-------- INFORMATION SHOWN

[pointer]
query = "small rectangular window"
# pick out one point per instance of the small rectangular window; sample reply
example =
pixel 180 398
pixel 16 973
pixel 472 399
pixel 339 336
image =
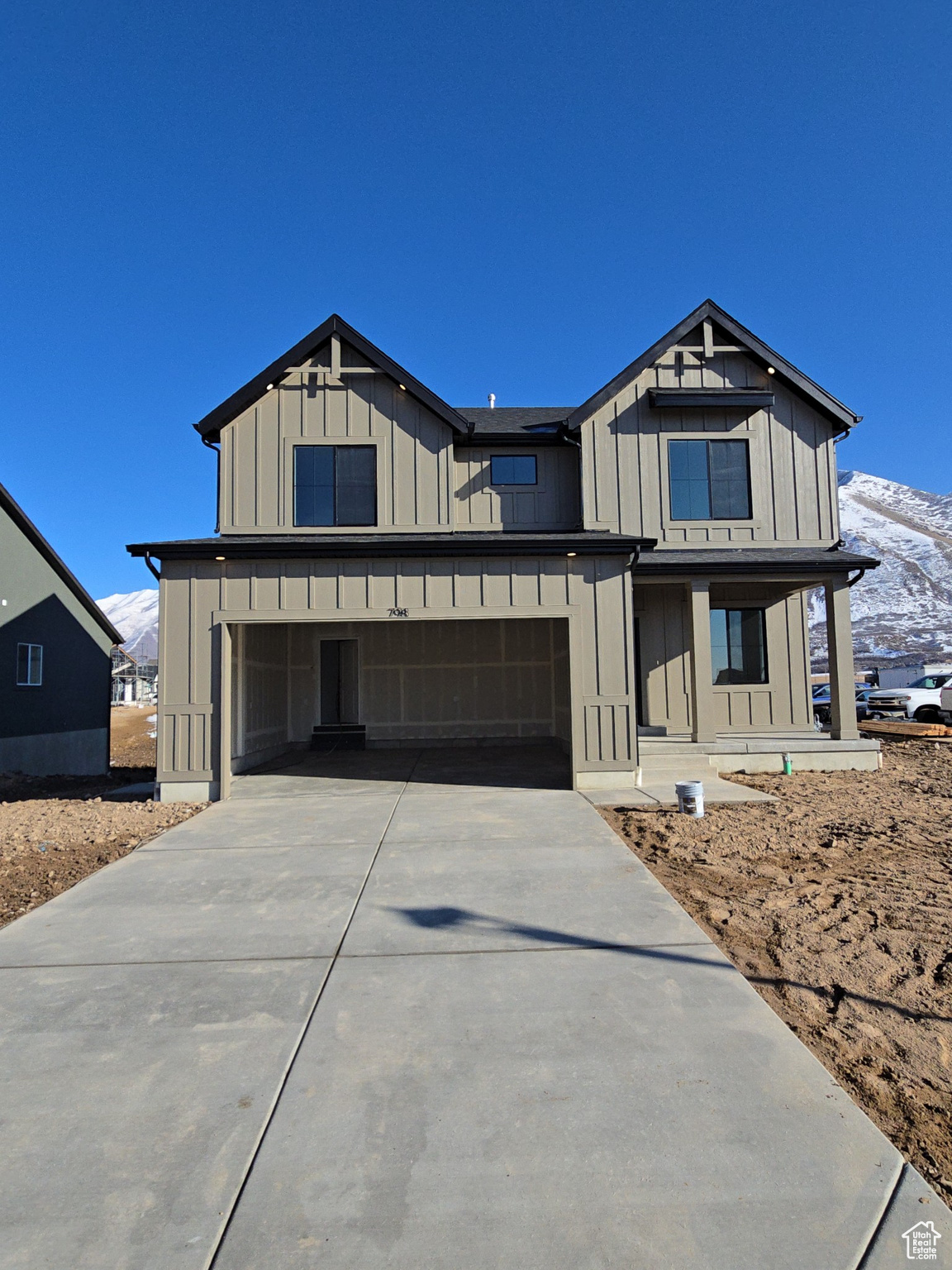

----------------

• WHAT TO PRODUCE
Copy every line above word for word, leaving out the picture.

• TASK ANSWER
[pointer]
query = "small rectangular window"
# pick out one point per instance of the small rectangular window; sample reply
example =
pixel 180 398
pixel 16 973
pixel 472 399
pixel 339 336
image =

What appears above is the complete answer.